Description of the task - The answer must consist of every line from the entries below that contains the word "black".
--- --- ---
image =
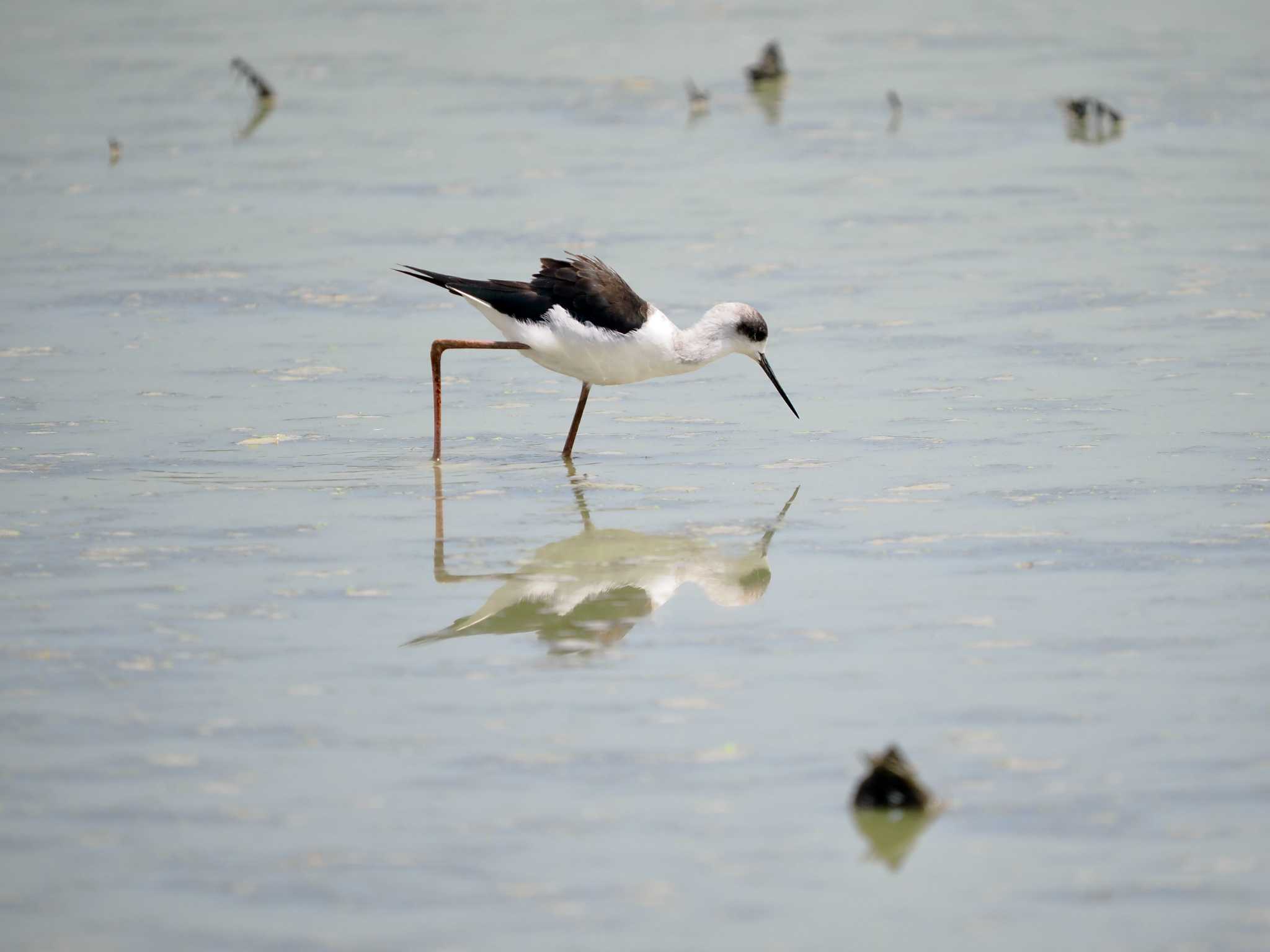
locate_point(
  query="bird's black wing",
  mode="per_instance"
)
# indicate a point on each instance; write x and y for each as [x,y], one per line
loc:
[516,299]
[592,293]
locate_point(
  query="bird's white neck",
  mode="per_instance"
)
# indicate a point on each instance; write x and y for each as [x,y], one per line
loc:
[703,343]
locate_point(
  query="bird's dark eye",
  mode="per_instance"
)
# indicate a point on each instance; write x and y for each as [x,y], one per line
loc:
[753,328]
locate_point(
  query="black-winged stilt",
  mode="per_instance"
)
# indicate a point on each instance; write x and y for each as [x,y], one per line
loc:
[770,66]
[578,318]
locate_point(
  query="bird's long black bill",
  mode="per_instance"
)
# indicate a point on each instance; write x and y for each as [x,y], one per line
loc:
[768,369]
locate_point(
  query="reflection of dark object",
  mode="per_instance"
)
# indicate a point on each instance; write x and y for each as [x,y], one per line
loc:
[892,834]
[592,588]
[1090,120]
[892,785]
[770,66]
[262,89]
[699,99]
[770,95]
[897,111]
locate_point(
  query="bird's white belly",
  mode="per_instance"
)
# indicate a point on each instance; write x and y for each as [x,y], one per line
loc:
[591,355]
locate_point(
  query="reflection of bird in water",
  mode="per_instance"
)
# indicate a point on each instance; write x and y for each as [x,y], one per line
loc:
[897,111]
[892,834]
[592,588]
[699,100]
[770,66]
[892,808]
[1090,120]
[265,97]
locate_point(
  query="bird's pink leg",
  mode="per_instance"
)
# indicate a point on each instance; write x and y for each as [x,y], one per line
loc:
[577,419]
[440,347]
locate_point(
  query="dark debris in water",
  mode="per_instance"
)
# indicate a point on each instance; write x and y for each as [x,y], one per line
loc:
[892,785]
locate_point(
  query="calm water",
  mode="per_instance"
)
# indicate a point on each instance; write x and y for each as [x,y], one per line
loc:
[1030,540]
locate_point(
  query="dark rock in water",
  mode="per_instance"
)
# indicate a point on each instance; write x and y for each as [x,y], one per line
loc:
[892,785]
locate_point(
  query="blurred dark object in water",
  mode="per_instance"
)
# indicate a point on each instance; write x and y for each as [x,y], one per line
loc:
--- --- ---
Written solution -
  query="bird's black wing",
  query="black-winged stilt",
  query="bird's long black bill",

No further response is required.